*Work to do*
Rewrite the records below, replacing every occurrence of "report box coordinates" with "list the bounding boxes" and leaving all other text unchanged.

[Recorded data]
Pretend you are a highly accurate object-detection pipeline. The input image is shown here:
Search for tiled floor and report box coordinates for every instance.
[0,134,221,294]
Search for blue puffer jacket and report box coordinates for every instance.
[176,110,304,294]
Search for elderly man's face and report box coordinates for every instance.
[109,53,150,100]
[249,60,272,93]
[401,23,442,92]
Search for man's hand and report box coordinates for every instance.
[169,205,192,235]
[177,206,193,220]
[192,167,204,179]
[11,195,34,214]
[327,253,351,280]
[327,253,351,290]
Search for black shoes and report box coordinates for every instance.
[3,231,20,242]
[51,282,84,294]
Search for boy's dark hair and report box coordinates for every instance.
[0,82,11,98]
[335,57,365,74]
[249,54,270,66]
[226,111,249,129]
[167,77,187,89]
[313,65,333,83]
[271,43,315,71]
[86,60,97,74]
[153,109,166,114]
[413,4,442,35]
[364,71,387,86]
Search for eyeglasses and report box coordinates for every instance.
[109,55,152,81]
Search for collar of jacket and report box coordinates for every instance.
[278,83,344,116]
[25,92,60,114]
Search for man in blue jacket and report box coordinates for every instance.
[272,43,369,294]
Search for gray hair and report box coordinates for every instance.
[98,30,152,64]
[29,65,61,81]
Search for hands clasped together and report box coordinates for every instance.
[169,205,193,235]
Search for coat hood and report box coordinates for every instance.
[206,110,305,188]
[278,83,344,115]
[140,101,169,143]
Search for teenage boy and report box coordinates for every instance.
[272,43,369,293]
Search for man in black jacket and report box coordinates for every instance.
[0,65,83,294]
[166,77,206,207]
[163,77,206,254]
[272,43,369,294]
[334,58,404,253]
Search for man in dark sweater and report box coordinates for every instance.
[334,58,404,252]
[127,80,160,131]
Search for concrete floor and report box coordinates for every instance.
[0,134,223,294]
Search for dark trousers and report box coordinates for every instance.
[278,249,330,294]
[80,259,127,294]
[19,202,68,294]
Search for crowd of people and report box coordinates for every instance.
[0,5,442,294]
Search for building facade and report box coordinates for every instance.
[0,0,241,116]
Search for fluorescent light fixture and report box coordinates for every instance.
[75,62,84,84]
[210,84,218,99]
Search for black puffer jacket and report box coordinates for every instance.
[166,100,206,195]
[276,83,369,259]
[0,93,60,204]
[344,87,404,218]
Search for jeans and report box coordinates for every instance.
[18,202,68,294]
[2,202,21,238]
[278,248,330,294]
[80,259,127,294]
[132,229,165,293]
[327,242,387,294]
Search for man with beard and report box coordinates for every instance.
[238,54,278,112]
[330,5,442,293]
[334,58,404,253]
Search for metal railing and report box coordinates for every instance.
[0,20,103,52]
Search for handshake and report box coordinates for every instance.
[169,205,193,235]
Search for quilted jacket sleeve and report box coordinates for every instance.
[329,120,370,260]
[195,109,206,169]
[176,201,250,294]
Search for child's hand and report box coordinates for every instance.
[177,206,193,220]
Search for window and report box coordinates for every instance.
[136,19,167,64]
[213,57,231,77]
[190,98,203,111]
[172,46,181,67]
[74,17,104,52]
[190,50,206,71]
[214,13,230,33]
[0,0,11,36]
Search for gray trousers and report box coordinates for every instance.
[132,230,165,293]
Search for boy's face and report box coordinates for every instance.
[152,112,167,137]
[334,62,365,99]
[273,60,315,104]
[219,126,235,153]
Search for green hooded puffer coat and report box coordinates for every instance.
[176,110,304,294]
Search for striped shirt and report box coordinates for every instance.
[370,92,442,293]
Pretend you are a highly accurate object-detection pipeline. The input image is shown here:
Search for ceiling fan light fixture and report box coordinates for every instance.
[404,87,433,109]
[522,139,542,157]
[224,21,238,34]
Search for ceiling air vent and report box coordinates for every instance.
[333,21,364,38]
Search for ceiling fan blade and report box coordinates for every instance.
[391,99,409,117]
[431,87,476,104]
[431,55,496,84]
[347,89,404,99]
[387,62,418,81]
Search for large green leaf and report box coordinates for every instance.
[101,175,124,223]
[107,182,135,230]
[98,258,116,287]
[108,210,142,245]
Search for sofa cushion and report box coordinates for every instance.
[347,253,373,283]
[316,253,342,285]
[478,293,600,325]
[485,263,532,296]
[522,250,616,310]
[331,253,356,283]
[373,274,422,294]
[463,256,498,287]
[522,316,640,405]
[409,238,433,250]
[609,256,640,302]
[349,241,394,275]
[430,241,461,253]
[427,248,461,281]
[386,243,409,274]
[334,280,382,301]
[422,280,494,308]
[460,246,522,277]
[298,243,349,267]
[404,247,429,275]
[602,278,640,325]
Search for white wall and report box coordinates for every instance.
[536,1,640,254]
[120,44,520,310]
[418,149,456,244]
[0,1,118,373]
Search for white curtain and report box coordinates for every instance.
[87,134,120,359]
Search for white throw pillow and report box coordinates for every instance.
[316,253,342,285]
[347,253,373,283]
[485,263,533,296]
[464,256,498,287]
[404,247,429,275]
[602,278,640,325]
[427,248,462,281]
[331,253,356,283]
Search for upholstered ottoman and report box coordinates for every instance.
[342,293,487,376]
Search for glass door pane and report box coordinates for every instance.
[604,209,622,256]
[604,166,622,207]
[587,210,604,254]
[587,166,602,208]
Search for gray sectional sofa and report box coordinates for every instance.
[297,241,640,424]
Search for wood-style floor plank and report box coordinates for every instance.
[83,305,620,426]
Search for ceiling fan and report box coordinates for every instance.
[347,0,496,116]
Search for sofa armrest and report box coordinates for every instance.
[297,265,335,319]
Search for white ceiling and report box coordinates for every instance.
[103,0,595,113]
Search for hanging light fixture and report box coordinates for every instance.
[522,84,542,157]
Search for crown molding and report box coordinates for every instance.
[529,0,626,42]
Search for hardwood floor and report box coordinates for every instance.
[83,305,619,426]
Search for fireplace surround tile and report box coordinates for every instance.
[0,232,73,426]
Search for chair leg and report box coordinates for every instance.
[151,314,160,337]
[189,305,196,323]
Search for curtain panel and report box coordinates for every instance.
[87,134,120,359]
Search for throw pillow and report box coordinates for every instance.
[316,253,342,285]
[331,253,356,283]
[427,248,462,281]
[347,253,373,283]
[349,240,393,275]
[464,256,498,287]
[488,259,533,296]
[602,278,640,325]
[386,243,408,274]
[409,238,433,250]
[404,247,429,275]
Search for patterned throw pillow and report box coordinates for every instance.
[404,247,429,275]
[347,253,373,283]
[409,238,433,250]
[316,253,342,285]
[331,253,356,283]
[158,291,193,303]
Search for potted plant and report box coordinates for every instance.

*Completed task*
Pretend you are a highly accurate object-detection pipeline. The input image is shown here:
Search for tiled floor and list the bounding boxes for every instance.
[0,134,221,294]
Search for blue puffer jacket and list the bounding boxes for every instance.
[176,110,304,294]
Search for elderly man's face and list the bounding boxes for every instance.
[109,53,150,100]
[249,60,272,93]
[401,23,442,92]
Search for man's hand and list the bounding boxes for every instance.
[169,205,192,235]
[177,206,193,220]
[192,167,204,179]
[11,195,34,214]
[327,253,351,280]
[327,253,351,290]
Search for black shoes and list the bounding boxes for every instance.
[3,231,20,242]
[51,282,84,294]
Search for boy's dark hair and list the bounding boxes for every instance.
[0,82,11,98]
[335,57,365,74]
[249,54,270,66]
[226,111,249,129]
[167,77,187,89]
[313,65,333,83]
[271,43,315,71]
[86,60,97,74]
[153,109,166,114]
[413,4,442,35]
[364,71,387,86]
Search for eyeglasses and list the bounding boxes for every instance.
[109,55,152,81]
Search for collar of jacket and list the bounding boxes for every instance.
[278,83,344,116]
[25,92,60,114]
Search for man in blue jacket and list the bounding boxes for every instance.
[272,43,369,294]
Search for gray hair and list the bounding boxes for every instance.
[98,30,152,64]
[29,65,61,81]
Search for hands clasped together and list the bounding boxes for every instance.
[169,205,193,235]
Search for coat hood and list the bounding boxes for every instance.
[206,110,305,188]
[278,83,344,115]
[140,101,169,143]
Search for teenage boy and list the bounding boxes for every instance.
[272,43,369,293]
Search for man in black jacket and list the bounding boxes for every instance.
[0,65,83,294]
[166,77,206,207]
[163,77,206,254]
[272,43,369,294]
[334,58,404,253]
Search for man in dark sweater and list the bounding boxes for every instance.
[334,58,404,252]
[127,80,160,131]
Search for concrete floor and list the bounding boxes for every instance.
[0,134,223,294]
Search for dark trousers and list the bounding boxes for every instance.
[278,249,330,294]
[80,259,127,294]
[19,202,68,294]
Search for crowd of people and list the bounding boxes for every instance.
[0,5,442,294]
Search for building facade and list the bounding boxes for every instance.
[0,0,241,116]
Search for fluorescent light fixture and list the bounding boxes for every instance.
[75,62,84,84]
[210,84,218,99]
Search for black puffer jacket and list the bounding boxes for every instance.
[166,100,206,195]
[276,83,369,259]
[0,93,60,204]
[344,87,404,218]
Search for jeans and list the bounding boxes for every instance.
[18,202,68,294]
[2,202,21,238]
[278,248,330,294]
[80,259,127,294]
[132,229,165,293]
[327,242,387,294]
Search for man with beard and list the bounding boxes for every instance.
[238,54,278,112]
[330,5,442,293]
[334,58,404,253]
Search for metal railing and list the bounding boxes for every instance.
[0,20,103,52]
Search for handshake and list the bounding boxes for every instance.
[169,205,193,235]
Search for quilted jacket sleeve and list the bounding boxes for every instance.
[329,120,370,260]
[195,109,206,169]
[176,201,250,294]
Search for child's hand and list the bounding boxes for every instance.
[177,206,193,220]
Search for window and list the bounding boxes for every instance.
[136,19,167,64]
[213,57,231,77]
[190,98,203,111]
[172,46,181,67]
[74,17,104,52]
[190,50,206,71]
[214,13,230,33]
[0,0,11,36]
Search for gray trousers and list the bounding boxes for every instance.
[132,230,165,293]
Search for boy's face and list the bounding boxes for every instance.
[152,112,167,137]
[334,62,365,99]
[273,60,315,104]
[219,126,235,153]
Search for green hooded puffer coat and list the bounding boxes for every instance.
[176,110,304,294]
Search for striped shirt and list the bounding boxes for every instance.
[370,92,442,293]
Pretend you are a highly accurate object-detection pipeline. The input image is shown here:
Search for ceiling fan light fixture and list the bounding boxes for every instance.
[404,87,433,109]
[522,139,542,157]
[224,21,238,34]
Search for ceiling air vent and list the bounding boxes for every instance.
[333,21,364,38]
Search for ceiling fan blade and list the bounding boxes for every instance.
[391,99,409,117]
[431,87,476,104]
[431,55,496,84]
[347,89,404,99]
[387,62,418,81]
Search for large green leaf and list the bounding boxes for every instance.
[101,175,124,223]
[107,182,135,230]
[98,258,116,287]
[108,210,142,245]
Search for sofa cushion and list the bounding boxes for every instance.
[347,253,373,283]
[316,253,342,285]
[478,293,600,325]
[485,263,532,296]
[522,250,616,310]
[331,253,356,283]
[373,274,422,294]
[463,256,498,287]
[522,316,640,405]
[409,238,433,250]
[609,256,640,302]
[349,241,394,275]
[430,241,461,253]
[427,248,461,281]
[386,243,409,274]
[334,280,382,301]
[422,280,494,308]
[460,246,522,277]
[298,243,349,267]
[404,247,429,275]
[602,278,640,325]
Search for white wall and list the bounding boxes for every instance.
[536,1,640,254]
[120,44,520,310]
[418,149,456,244]
[0,1,118,373]
Search for white curtain and list the bounding boxes for every instance.
[87,134,120,359]
Search for white throw pillow and list the bounding boxes for every instance.
[316,253,342,285]
[347,253,373,283]
[485,263,533,296]
[464,256,498,287]
[404,247,429,275]
[602,278,640,325]
[427,248,462,281]
[331,253,356,283]
Search for upholstered ottoman and list the bounding boxes for every instance.
[342,293,487,376]
Search for glass door pane and list the bounding boxes for every instance.
[604,209,622,256]
[604,166,622,207]
[587,210,604,254]
[587,166,602,208]
Search for gray sectional sofa and list the bounding boxes for every instance.
[297,241,640,424]
Search for wood-style floor plank and list the bounding boxes for every instance.
[83,305,620,426]
Search for ceiling fan and list the bounding boxes for every instance.
[347,0,496,116]
Search for sofa armrest and list the bounding boxes for every instance.
[297,265,335,319]
Search for white ceiling and list the bounding boxes for every instance.
[103,0,595,113]
Search for hanging light fixture and list the bounding boxes for every instance.
[522,84,542,157]
Search for crown molding and list the bounding boxes for every instance.
[529,0,626,42]
Search for hardwood floor and list the bounding boxes for every instance.
[83,305,619,426]
Search for fireplace surround tile and list the bounding boxes for every instance.
[0,232,73,426]
Search for chair leg and list the bounding boxes for every instance.
[151,314,160,337]
[189,305,196,323]
Search for curtain panel and list the bounding boxes for every instance.
[87,134,120,359]
Search for throw pillow and list the bounding boxes for every instance.
[316,253,342,285]
[331,253,356,283]
[427,248,462,281]
[347,253,373,283]
[349,240,393,275]
[464,256,498,287]
[488,259,533,296]
[602,278,640,325]
[386,243,408,274]
[409,238,433,250]
[404,247,429,275]
Search for patterned throw pillow and list the bounding boxes for every instance.
[404,247,429,275]
[347,253,373,283]
[409,238,433,250]
[316,253,342,285]
[331,253,356,283]
[158,291,193,303]
Search for potted plant and list the bounding boxes for every instance.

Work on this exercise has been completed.